§ **SUPPLIED MATERIAL**
*** Block opens ***
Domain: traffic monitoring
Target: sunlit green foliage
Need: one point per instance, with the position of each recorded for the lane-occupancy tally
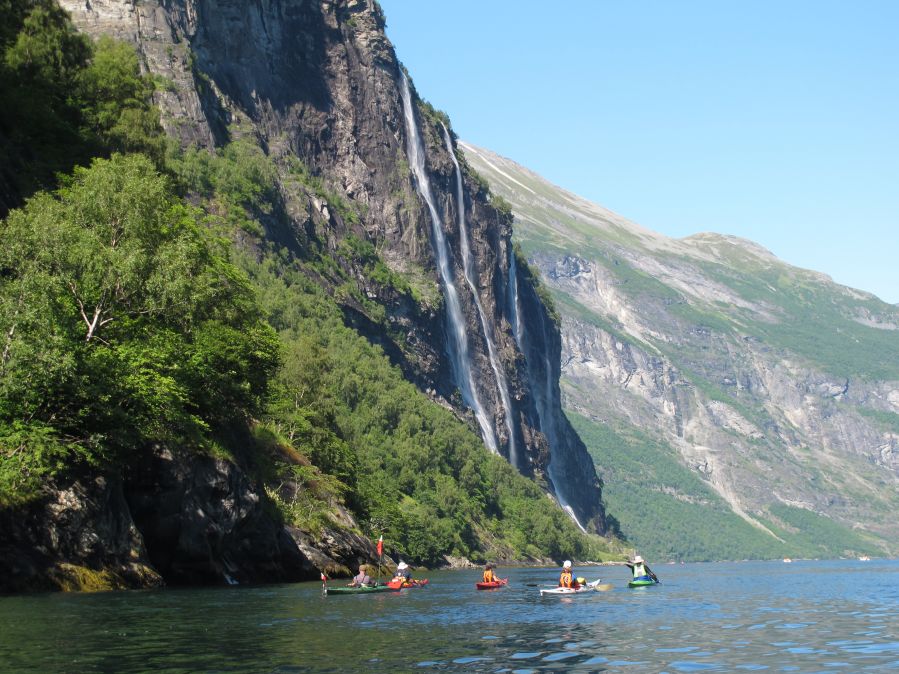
(418, 476)
(126, 324)
(66, 99)
(668, 512)
(123, 324)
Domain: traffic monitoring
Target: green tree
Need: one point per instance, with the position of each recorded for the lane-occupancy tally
(123, 324)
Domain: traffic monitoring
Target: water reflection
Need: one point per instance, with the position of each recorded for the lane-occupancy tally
(807, 617)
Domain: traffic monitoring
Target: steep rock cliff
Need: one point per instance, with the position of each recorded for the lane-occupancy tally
(318, 86)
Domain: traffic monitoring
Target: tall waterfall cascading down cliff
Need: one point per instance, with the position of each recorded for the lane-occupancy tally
(458, 336)
(468, 270)
(514, 304)
(320, 81)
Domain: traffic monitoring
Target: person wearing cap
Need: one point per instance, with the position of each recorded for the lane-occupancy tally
(565, 578)
(641, 569)
(403, 573)
(489, 576)
(361, 578)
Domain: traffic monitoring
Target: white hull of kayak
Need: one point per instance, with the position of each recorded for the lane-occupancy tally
(564, 591)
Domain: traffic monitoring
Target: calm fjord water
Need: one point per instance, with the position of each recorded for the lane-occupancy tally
(831, 616)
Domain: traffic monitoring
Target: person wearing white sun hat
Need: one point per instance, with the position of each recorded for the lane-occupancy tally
(565, 578)
(403, 572)
(641, 569)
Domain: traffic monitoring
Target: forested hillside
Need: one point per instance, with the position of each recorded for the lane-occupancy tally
(736, 406)
(147, 312)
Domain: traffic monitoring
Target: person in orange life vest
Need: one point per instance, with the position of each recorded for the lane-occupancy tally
(403, 573)
(641, 569)
(489, 577)
(566, 579)
(361, 578)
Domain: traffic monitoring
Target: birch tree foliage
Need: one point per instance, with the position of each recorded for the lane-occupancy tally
(122, 321)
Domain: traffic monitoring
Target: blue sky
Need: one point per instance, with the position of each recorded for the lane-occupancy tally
(775, 121)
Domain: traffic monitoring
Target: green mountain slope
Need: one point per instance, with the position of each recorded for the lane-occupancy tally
(773, 388)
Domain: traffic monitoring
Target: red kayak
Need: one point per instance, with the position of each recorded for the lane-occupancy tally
(399, 585)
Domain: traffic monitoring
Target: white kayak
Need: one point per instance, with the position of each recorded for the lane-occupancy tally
(563, 591)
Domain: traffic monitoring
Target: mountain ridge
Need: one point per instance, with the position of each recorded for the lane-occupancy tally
(771, 383)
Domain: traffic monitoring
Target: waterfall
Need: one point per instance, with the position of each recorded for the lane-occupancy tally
(543, 401)
(458, 338)
(469, 272)
(514, 307)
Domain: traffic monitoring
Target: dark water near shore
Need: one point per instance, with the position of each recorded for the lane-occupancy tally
(840, 616)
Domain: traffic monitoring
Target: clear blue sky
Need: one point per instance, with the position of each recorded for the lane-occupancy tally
(777, 121)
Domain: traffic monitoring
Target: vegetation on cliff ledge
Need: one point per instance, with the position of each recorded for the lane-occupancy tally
(131, 317)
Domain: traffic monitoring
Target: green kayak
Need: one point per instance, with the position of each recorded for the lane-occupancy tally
(364, 589)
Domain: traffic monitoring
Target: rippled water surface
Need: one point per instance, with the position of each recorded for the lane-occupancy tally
(760, 616)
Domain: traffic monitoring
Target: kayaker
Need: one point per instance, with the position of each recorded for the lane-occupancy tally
(641, 569)
(565, 578)
(403, 573)
(488, 574)
(361, 578)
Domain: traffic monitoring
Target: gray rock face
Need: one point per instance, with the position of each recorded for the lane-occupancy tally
(318, 81)
(204, 523)
(56, 542)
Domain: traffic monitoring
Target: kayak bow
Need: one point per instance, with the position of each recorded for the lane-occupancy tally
(563, 591)
(362, 589)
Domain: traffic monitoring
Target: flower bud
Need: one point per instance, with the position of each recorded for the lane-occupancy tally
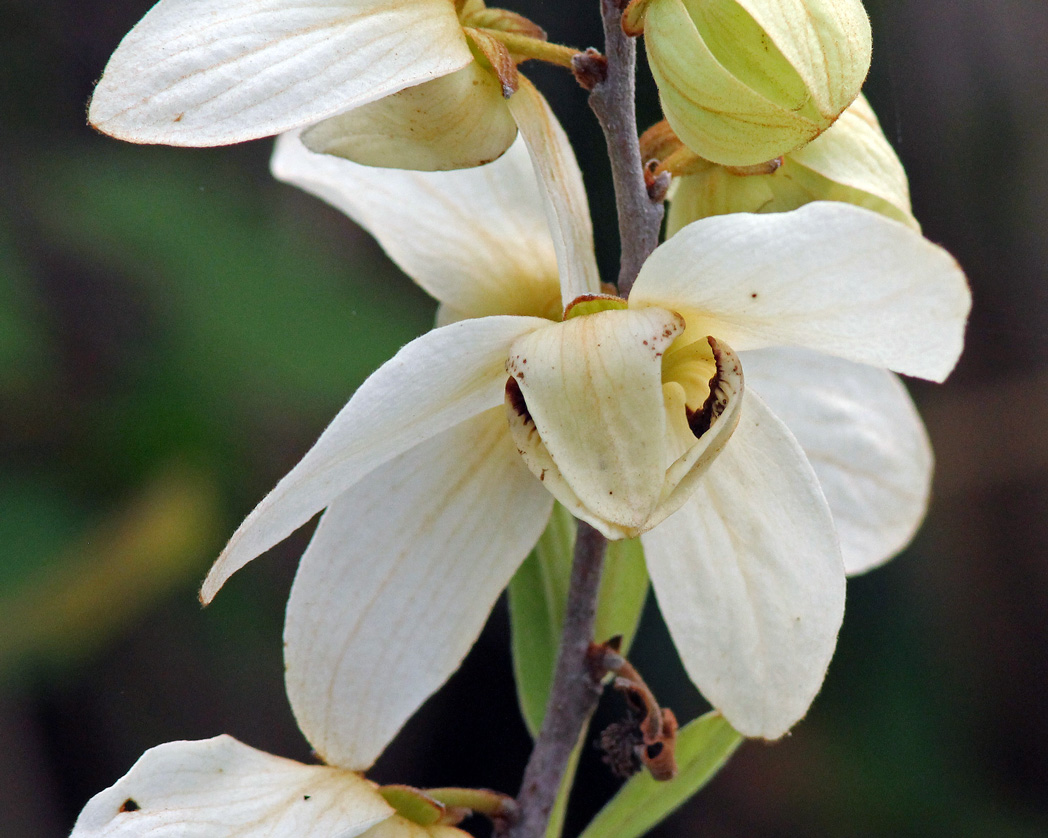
(851, 162)
(746, 81)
*** Block closes ***
§ **WHAT NEEDS TO BE DONE**
Give back every record above exactly as written, skipping each picture.

§ **SOLUTION TO THIS TASK**
Domain: traffic monitoring
Target: sunlit green foliage
Need: one point per instance, with the position of each recorded for the lane-occupancy tally
(418, 476)
(126, 324)
(66, 99)
(668, 512)
(123, 324)
Domain: traffic monitoring
Target: green tree
Need: one point per instance, with the position of each recorded for the lane-occupancy tally
(123, 324)
Domain: traffic monitoring
Target: water reflection
Need: one point per instance, with the position of each recorded for the lane-occupancy tally
(807, 617)
Domain: traffic monitoring
Target: steep rock cliff
Need: one point per instance, with the position of each recorded for the lane-occupancy tally
(318, 86)
Domain: traffic monitoring
Target: tall waterfall cascading down cliff
Need: one point per instance, with the position of each recorded for the lane-occupancy tally
(458, 336)
(468, 270)
(514, 304)
(320, 81)
Domain: traffic monitoring
Target: person wearing cap
Need: one point per instance, with the position of each recorded for the lane-occupancy tally
(565, 578)
(641, 569)
(403, 573)
(489, 576)
(361, 578)
Domain: traffic monitoring
Target: white hull of kayak
Need: one point per instance, with the position of each recorded for the lane-occupancy tally
(564, 591)
Domain: traffic monitoring
Target: calm fjord water
Need: one point per instance, with the position of each recorded for the lane-occupancy tally
(831, 616)
Domain: traffic monitoring
Target: person wearing white sun hat
Need: one point per instance, with the position of each recorded for the lane-occupancy tally
(565, 578)
(403, 572)
(641, 569)
Domain: traffic monitoring
Target: forested hillside
Need: one point per instance, with the position of each recorded for the lane-occupancy tally
(736, 406)
(147, 312)
Domain: traffic monitoring
Target: person in orange life vest
Need: one point per instance, with the position of each recorded for the lane-occupancy tally
(403, 573)
(641, 569)
(489, 577)
(566, 579)
(361, 578)
Domain: traffic monitoring
Target: birch tree foliage
Need: one point per instance, with the position of each recorded for the lane-occupancy tally
(122, 321)
Domain: traffic monitoring
Target: blue sky
Need: one point per instance, with the position of each recorded for the lane-occupancy tally
(775, 121)
Domain: traffic monitoring
Target: green mountain slope
Need: one point per instance, with the position of each recorded for the lane-occupancy tally
(773, 388)
Domain: traffic monitoring
Target: red kayak
Need: one point per instance, with the position of each recorded for the lane-occupancy tally
(399, 585)
Domain: traffic monitoring
Target: white kayak
Need: one point per instance, with the position of each recorded for the lane-occupancy tally
(563, 591)
Domain: traffic monitoring
Target: mountain ridge
Need: one point per instance, with the position of each recorded for the lane-occupancy tally
(771, 383)
Domain: traffic monitoring
Target: waterfall
Need: one point per instance, with the position of each recorded for the lane-occupancy tally
(543, 401)
(458, 338)
(469, 272)
(514, 307)
Domain: traffic monitoring
Target: dark water near shore
Need: one point per instance, with the position of each recorded for the lane-occupancy tally
(840, 616)
Domain: traffic monitoring
Target: clear blue sky
Need: one point per instance, with the position of each recorded for the lane-occupancy tally
(777, 121)
Domain: traffic monitoring
Target: vegetation on cliff ledge
Need: one point per instance, with the position of each recorded for the lane-occupancy tally
(131, 317)
Domain: traffic monitoring
Target: green kayak
Need: one point per instance, with the position of each recorded for the lane-occupancy tally
(364, 589)
Domain: traffic monitoring
Target: rippled water surface
Need: one point per instance, with the position of each recorded for the lane-occupancy tally
(760, 616)
Domain: traffic monitoring
Target: kayaker
Need: one point per instance, with the position of each recorded for the lane-occupancy tally
(641, 569)
(565, 578)
(403, 573)
(488, 574)
(361, 578)
Domain: traffic monitoring
Target: gray rock face
Need: one point per instance, with the position of each recorded for the lane-occupancy tally
(318, 81)
(204, 523)
(56, 542)
Domain: traffic monitoring
Target: kayak bow
Need: one point per instance, with the position of each recorded for the lane-occupancy tally
(563, 591)
(362, 589)
Domain: traffic monitoring
Target: flower bud
Need: one point per instance, with the position of each recorded for the lane-occupancy tally
(851, 162)
(746, 81)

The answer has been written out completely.